While in the airport at Lima, I think I spent more money and bought more stuff than I had in the last week. I bought a bottle of pisco, chocolates, snacks, food. It was great! Although with a little better planning I could probably have done that a little better than the last minute before the plane.

So we actually left a midnight, a little more than an hour delayed. We landed right on schedule, almost 6 hrs later (plus a time difference of 1hr for daylight savings). What was funny is that even though we left at midnight, they served "dinner" at like 1am. Who eats dinner at 1am?? I was passed out from the time we took off until just before landing. I actually got a pretty good night's sleep too! The lady who gave me the tickets hooked me up with an exit row window seat. Nice deal for a long flight! When we landed, I actually felt like I had a full night's sleep. I must say, though, I felt bad for the guy sitting next to me -- I hadn't had a chance to wash my jeans since Lima (that's a few sweaty days of hiking up mountains) and didn't get to shower that day either. Good thing I brought lots of perfume and baby wipes! haha

When we landed in Miami, it was a mad dash. Every little thing was sucking up time from our precious 1 1/2 hrs (which was down to 1hr 15min because of a late takeoff). We parked too far from the gate, and there's another 5min to adjust. I was in the back of the plane, and there's another 10min to get off. We had to take a train to the other terminal, and there's another 10min. We got to the line at customs and it was about an hour long! Here's where it gets good though: we had our official passports and were on active duty orders. While all the commoners stood in the painfully long lines, we zipped right through the diplomatic lane without any line whatsoever! So nice... The next mad dash was to the luggage claim. Thankfully that lady had put those tags on my bags (but not Edwin's!) because it was one of the first few out. I grabbed my stuff and took off to check it. Edwin got lucky and wasn't far behind me. I got a good portion of the way to the gate when I realized I never put the bottle of pisco I had bought back into my checked suitcase. I'd be forced to throw it out if I tried to take it through security. Sweating and out of breath, I made it back to the checked bags area just as they were about to put my bag out. I dropped the pisco in and took off running for the gate. Who knew how far away it was (we walked for about 20min to catch our connection in Miami on our way to Peru) and the clock was ticking. They had already started boarding the plane, now we were booking it to make it before the doors closed. It was a good distance away (at the exact end of the terminal -- doesn't it figure?) but just made it with a couple of minutes to spare. We settled in to our exit row seats (I got the hookup on seating on this trip!) and eagerly awaited our last leg home.

**Aim of the task:** Translate this sentence from the travel account into Spanish: "The lady who gave me the tickets hooked me up with an exit row window seat."

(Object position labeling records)
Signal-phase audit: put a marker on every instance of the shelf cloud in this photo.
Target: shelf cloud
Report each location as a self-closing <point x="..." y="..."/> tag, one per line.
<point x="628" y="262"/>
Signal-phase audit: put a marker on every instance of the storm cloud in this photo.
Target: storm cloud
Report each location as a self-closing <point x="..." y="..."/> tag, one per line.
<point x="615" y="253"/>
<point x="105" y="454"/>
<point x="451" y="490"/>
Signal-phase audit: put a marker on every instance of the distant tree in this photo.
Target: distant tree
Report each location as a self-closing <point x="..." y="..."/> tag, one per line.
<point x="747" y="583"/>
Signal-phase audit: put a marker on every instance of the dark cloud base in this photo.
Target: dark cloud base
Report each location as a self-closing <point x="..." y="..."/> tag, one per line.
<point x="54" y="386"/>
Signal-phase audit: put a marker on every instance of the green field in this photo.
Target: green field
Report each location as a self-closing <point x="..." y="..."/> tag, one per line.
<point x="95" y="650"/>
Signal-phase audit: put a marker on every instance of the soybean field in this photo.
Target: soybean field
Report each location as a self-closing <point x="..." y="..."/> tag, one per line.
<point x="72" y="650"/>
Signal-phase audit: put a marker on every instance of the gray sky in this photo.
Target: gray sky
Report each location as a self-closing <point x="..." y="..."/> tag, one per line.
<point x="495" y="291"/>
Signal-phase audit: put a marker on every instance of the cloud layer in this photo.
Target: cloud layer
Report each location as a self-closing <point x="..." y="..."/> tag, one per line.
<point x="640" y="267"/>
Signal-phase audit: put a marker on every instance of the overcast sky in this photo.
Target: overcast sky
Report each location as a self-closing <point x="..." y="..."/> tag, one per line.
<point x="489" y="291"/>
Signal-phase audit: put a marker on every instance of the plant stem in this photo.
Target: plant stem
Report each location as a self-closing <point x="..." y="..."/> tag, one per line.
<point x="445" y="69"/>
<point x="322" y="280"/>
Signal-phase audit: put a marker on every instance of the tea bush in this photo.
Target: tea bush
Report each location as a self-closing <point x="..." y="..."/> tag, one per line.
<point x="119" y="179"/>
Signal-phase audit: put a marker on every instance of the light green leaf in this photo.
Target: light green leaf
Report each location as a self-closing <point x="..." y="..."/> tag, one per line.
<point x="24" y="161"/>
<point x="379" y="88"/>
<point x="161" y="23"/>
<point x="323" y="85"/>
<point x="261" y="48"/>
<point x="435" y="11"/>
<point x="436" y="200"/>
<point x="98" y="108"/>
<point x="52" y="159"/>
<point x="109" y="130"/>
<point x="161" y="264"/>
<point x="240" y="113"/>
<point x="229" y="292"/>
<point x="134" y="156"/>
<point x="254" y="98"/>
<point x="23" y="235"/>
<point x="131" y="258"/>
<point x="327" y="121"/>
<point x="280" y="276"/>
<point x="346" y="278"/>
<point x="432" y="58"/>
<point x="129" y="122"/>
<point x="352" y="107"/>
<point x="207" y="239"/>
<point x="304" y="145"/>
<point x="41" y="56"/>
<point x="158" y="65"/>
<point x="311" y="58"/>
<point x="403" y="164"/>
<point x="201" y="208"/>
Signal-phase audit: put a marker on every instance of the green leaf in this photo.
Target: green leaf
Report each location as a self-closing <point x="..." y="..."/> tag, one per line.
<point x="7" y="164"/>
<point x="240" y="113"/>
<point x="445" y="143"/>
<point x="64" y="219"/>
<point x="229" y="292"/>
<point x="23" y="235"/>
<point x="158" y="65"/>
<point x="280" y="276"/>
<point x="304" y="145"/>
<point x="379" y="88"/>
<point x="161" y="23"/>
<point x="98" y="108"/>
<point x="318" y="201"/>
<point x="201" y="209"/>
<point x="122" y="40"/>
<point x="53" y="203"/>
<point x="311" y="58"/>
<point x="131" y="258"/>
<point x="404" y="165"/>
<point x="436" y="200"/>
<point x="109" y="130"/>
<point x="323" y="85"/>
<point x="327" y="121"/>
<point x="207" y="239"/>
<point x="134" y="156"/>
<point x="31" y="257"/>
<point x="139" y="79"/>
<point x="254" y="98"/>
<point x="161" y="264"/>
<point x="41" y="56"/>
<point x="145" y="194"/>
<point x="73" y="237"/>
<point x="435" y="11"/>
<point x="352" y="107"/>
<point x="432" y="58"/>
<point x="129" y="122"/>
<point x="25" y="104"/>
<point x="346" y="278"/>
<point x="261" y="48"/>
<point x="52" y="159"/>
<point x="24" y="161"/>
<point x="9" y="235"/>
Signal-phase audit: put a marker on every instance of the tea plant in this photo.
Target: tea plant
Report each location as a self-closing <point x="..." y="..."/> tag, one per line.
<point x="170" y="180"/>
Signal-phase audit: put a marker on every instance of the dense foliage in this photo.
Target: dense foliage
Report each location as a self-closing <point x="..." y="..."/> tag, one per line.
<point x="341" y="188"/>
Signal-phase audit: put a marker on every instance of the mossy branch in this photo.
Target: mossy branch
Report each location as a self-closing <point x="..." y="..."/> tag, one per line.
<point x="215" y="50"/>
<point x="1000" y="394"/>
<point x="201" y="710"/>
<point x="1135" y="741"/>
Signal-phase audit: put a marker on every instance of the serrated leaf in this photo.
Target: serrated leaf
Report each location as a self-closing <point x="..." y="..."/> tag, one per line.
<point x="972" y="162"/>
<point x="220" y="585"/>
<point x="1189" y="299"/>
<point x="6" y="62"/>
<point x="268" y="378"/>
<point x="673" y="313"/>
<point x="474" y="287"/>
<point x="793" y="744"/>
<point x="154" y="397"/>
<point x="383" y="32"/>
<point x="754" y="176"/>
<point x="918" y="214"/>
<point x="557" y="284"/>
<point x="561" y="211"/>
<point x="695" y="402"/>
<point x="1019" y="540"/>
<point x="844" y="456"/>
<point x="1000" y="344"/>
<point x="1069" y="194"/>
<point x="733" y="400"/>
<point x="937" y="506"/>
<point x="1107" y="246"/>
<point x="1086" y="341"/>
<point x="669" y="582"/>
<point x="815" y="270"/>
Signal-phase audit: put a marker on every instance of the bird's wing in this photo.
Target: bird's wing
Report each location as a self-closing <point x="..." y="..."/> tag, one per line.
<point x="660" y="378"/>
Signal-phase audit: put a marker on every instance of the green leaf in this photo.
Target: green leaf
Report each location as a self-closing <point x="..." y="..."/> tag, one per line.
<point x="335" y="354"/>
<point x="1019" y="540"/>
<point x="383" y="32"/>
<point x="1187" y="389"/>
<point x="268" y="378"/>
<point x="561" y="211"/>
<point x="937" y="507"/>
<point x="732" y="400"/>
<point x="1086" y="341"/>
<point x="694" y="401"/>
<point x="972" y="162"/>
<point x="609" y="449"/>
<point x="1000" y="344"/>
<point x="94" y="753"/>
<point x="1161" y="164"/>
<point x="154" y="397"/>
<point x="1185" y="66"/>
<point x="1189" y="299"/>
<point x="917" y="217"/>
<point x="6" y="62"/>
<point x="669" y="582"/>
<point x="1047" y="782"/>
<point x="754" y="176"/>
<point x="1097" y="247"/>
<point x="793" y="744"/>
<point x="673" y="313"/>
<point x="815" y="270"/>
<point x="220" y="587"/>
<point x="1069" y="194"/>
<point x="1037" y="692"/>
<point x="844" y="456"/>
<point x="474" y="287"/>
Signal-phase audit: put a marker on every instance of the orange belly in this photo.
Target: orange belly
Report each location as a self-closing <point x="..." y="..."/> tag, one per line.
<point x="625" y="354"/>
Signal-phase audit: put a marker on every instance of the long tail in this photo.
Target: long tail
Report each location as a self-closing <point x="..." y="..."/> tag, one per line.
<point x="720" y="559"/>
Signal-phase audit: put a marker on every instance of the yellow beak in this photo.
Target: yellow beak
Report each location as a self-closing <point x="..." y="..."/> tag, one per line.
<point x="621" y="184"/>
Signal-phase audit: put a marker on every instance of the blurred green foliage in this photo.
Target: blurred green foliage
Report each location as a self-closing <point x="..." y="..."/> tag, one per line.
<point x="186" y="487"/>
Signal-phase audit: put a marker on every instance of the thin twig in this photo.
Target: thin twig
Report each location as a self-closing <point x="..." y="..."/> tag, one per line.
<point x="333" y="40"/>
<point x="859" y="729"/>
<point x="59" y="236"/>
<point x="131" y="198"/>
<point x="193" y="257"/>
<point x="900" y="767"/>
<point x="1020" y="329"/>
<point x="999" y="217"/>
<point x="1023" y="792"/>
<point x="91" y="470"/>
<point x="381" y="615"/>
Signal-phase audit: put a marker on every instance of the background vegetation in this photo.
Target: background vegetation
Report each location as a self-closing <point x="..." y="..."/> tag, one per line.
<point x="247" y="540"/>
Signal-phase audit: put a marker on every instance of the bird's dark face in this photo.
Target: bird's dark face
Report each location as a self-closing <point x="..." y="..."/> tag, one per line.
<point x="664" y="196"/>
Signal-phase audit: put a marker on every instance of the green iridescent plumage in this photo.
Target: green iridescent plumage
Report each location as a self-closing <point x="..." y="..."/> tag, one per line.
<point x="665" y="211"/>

**Response to the exercise:** La señora que me dio los boletos me consiguió un asiento de ventanilla en la fila de salida de emergencia.